INSTRUCTIONS TO FOLLOW => Take every line from the listing below that includes "white" and copy it.

SUPPLIED MATERIAL =>

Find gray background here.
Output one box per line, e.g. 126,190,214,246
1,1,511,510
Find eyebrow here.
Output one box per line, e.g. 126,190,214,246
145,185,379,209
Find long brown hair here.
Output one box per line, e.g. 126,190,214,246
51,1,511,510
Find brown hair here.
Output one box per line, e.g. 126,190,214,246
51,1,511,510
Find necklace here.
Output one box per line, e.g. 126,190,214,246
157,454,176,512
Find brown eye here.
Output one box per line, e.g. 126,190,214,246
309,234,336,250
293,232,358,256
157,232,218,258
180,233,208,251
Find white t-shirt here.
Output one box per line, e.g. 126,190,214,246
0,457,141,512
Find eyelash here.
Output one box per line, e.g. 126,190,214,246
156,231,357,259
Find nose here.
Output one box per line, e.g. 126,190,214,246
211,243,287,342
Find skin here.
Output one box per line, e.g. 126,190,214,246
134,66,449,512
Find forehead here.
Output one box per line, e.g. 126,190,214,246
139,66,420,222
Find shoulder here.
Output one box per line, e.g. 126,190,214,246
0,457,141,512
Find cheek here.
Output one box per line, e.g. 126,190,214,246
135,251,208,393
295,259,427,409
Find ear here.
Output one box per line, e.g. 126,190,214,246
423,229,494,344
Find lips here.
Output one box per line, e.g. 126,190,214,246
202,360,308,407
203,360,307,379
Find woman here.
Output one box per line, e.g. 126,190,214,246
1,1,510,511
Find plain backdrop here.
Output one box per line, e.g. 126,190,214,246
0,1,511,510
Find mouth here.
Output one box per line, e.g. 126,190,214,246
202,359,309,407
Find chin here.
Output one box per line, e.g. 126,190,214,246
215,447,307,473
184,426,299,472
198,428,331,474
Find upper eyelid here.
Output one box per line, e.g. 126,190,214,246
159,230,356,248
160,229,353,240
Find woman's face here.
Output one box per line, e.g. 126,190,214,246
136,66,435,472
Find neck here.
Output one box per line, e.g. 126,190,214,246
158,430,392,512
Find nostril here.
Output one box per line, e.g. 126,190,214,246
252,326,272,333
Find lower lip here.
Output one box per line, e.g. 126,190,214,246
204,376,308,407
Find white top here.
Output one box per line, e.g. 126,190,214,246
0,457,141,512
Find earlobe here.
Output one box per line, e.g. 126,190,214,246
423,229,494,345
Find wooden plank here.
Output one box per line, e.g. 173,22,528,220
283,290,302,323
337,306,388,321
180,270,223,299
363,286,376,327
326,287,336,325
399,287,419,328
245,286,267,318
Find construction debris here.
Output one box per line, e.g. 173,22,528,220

YOUR SOLUTION =>
Find white t-shirt here.
Find white top here.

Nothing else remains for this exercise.